■ **EXERCISE PASSAGE**

•••••

Saturday, 23 January 2016
Pharmaceuticals to Cure Marijuana Dependence and Abuse? You've Got to Be Kidding
Researchers looking for a drug to treat "marijuana dependence and abuse" may have found one, but the cure could be worse than the disease.
A team of scientists at Brown University conducted a pilot study to determine whether topiramate, an epilepsy drug marketed as Topamax, could be combined with motivational enhancement therapy to make MET more effective in reducing marijuana consumption.
Researchers seem to hope Topamax can be a silver bullet addiction cure. Scientists, including a member of the Brown team, have studied it as a potential treatment for alcohol and nicotine dependence and cocaine addiction, and now they are turning their sights on weed.
The pilot study consisted of 66 volunteers aged 15 to 24 who smoked at least twice weekly but who were interested in receiving both psychological and drug treatment. Some participants got Topamax alone and some got placebos, while all got MET counseling. The researchers found that participants who got Topamax didn't smoke less often, but they did smoke less. They called the findings statistically significant, even though the amount of decrease was 0.2 grams per use session, little more than a couple of healthy tokes.
“The positive news is it did seem to have some effect and that effect seemed to really be focused on helping people reduce how much they smoke when they smoke,” said Robert Miranda, Jr., lead author of the study in the journal Addiction Biology and member of the Center for Alcohol and Addiction Studies in the Brown University School of Public Health. “It’s promising in the sense that it suggests that medications can help, but it asks questions about for whom it might be most effective because many people can’t tolerate the medication.”
Well, yes, there are some pesky side-effects. In fact, they're so nasty that more than half the subjects taking Topamax dropped out of the study, with two-thirds of them citing side effects like depression, anxiety, trouble with coordination and balance, weight loss, and "unusual sensations."

•••••

■ **Recorded data**
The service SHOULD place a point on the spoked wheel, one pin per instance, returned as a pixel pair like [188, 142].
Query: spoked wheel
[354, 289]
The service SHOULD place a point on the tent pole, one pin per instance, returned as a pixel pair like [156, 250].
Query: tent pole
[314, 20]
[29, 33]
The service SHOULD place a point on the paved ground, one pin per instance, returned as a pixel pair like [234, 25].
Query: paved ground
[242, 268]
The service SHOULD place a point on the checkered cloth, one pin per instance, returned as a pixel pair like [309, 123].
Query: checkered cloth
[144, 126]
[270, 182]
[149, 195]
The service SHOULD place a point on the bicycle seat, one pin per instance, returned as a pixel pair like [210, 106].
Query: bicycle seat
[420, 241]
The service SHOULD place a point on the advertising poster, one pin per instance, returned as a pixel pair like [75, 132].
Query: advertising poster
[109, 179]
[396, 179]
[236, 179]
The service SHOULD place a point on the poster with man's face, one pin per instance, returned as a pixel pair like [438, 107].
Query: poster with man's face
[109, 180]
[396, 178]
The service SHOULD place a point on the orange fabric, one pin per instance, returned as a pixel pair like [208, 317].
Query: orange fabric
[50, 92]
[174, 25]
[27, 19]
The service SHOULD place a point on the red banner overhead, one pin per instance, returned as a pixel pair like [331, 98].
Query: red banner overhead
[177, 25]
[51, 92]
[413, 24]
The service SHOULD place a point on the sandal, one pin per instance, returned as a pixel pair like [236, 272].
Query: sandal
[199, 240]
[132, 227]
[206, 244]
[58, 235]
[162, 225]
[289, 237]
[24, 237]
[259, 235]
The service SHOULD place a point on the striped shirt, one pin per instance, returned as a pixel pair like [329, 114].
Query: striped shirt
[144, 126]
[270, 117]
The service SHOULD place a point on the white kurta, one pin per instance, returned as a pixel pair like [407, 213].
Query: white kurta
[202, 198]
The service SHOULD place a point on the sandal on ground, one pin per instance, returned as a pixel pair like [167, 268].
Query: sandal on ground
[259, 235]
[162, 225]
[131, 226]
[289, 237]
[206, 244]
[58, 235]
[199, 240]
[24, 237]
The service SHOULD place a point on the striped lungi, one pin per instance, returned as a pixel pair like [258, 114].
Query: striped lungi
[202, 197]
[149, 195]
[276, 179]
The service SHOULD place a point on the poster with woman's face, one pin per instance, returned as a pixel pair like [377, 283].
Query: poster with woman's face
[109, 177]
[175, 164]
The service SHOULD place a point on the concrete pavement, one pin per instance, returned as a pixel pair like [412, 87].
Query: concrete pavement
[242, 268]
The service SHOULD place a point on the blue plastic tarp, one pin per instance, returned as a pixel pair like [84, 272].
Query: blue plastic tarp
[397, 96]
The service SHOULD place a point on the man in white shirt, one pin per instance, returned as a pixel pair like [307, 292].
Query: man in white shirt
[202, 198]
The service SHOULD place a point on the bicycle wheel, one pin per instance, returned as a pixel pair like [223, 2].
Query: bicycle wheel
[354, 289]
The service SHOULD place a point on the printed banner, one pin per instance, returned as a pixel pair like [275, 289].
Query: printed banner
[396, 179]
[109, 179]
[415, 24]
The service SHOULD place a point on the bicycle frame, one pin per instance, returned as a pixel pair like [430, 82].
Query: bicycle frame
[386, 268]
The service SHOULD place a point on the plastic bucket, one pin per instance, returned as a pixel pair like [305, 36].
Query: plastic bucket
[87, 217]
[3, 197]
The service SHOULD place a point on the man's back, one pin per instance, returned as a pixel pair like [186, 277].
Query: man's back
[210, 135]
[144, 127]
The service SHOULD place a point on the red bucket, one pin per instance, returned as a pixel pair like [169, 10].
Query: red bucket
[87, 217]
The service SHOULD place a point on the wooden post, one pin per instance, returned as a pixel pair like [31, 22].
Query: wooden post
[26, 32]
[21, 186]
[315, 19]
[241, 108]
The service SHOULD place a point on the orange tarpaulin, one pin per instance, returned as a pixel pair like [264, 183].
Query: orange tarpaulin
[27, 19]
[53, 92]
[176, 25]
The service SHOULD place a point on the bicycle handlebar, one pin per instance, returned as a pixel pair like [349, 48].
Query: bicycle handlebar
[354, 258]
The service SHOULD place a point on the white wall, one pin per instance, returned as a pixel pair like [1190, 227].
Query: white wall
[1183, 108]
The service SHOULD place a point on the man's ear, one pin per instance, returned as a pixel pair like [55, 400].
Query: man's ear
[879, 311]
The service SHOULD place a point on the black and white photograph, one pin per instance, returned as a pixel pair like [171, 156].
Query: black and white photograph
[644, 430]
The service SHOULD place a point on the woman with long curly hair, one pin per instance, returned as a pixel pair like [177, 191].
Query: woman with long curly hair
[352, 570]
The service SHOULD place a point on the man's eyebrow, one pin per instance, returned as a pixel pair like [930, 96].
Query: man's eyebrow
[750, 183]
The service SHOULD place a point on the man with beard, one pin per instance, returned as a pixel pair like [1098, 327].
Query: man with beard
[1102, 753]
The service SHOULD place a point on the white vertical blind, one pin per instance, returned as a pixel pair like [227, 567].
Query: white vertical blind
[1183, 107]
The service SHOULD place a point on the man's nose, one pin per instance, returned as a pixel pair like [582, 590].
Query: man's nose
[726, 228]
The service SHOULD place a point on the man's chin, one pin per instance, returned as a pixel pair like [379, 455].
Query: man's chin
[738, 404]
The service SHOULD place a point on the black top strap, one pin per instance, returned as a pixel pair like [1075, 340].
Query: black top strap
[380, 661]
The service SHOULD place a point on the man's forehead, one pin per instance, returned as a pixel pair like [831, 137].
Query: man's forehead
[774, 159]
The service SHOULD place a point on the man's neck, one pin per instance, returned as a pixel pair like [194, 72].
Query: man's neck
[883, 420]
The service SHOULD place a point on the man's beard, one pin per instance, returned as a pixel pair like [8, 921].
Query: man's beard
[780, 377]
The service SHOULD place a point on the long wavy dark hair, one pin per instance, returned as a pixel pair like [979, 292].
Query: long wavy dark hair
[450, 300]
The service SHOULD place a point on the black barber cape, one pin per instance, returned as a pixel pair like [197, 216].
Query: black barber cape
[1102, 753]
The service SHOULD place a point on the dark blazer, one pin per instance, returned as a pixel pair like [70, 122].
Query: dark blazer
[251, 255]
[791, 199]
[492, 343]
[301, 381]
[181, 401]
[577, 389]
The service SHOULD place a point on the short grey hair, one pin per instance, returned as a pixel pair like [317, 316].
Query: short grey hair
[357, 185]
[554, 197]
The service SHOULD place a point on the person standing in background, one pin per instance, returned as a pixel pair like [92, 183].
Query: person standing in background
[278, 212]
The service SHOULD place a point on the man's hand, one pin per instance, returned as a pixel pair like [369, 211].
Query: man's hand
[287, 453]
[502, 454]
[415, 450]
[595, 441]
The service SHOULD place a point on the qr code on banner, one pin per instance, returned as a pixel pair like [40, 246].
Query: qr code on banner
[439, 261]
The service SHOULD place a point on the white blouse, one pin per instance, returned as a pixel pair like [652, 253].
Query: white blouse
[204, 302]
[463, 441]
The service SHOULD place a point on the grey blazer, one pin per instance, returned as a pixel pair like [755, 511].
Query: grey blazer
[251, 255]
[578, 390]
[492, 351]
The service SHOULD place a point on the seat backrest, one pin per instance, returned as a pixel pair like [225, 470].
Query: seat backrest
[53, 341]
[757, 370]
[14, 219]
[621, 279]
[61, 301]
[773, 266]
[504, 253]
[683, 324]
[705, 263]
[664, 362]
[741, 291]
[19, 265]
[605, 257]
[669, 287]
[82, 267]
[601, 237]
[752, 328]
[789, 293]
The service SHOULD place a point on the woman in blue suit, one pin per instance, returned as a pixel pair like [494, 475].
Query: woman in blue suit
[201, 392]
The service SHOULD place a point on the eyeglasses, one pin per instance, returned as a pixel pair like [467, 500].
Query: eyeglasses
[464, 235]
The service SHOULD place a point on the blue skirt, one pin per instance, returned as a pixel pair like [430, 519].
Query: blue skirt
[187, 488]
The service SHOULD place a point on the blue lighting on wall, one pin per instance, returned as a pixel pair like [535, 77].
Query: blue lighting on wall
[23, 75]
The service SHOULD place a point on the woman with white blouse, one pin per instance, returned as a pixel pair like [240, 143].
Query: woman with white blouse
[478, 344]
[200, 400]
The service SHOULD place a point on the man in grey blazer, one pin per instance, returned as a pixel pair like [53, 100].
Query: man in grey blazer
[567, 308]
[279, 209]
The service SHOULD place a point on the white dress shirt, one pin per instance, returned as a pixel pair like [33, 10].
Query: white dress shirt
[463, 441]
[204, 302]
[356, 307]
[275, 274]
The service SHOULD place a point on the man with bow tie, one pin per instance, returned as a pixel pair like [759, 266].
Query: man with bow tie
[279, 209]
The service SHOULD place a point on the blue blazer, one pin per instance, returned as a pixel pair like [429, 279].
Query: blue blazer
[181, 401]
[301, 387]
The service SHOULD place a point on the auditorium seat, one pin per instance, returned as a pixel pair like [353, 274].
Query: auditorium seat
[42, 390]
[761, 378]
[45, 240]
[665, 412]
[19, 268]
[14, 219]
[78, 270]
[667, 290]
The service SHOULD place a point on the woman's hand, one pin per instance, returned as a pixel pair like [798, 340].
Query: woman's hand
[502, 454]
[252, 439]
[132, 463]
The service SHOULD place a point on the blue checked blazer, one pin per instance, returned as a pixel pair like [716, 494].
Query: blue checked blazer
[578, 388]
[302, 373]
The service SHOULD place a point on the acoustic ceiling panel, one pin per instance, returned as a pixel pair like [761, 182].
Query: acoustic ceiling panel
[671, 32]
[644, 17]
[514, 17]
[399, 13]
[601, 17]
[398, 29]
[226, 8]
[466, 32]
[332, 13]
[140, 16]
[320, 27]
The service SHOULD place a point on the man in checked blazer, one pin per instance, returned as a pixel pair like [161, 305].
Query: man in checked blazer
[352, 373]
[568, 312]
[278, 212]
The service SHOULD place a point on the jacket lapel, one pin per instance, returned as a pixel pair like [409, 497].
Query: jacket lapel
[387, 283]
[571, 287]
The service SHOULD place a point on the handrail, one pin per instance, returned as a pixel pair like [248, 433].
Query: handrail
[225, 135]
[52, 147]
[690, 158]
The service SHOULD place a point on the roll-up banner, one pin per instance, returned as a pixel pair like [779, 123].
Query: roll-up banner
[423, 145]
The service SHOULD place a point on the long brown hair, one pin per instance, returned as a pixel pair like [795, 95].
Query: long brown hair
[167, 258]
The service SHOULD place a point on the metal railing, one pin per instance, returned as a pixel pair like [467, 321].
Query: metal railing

•••••

■ **TASKS TO COMPLETE**
**A.** Answer these questions about the article on Topamax and marijuana:
(i) How many volunteers took part in the pilot study, and what was their age range?
(ii) By how much did marijuana use drop per use session for those who got Topamax?
(iii) What share of the subjects who dropped out cited side effects?
**B.** Turn the paragraph of the article on Topamax and marijuana that begins "The pilot study consisted of" into a short bulleted list that keeps its main facts.
**C.** Continue the article on Topamax and marijuana from the point where it stops, in the same voice and tone.

■ **RESPONSES TO THE EXERCISE**
**A.**
(i) 66 volunteers, aged 15 to 24.
(ii) 0.2 grams per use session.
(iii) Two-thirds of them.

**B.**
- The study had 66 volunteers aged 15 to 24.
- All of them smoked at least twice a week and wanted both psychological and drug treatment.
- Some got Topamax and some got placebos. All got MET counseling.
- Those on Topamax smoked no less often, but they smoked less each time.
- The researchers called this statistically significant, though the drop was only 0.2 grams per use session, about a couple of tokes.

**C.**
Maybe they're better off smoking pot. The subjects in the study certainly voted with their feet when it came to staying with Topamax.
Or maybe, despite volunteering for the study, they weren't really dependent on marijuana, especially since the study accepted subjects whose dependence could be based on smoking pot as infrequently as twice a week.
Indeed, only half the participants even met the DSM-V clinical criteria for cannabis use disorder, "a problematic pattern of cannabis use leading to clinically significant impairment or distress," whose markers include smoking more pot than you think you should and wanting to smoke pot, as well as getting too high too regularly to do the things you need to do, smoking pot even though you know it makes you crazy, and getting into work, legal or relationship trouble because of marijuana use.
And the DSM-V is pretty straight-laced. It considers being high ("cannabis intoxication") to be a "cannabis-related disorder" (code 292.89).
There are substance abuse disorders and there are substance abuse disorders. It may be worth pondering whether relatively benign marijuana dependency merits being attacked with pharmaceutical drugs. So far, the cure has been worse than the disease.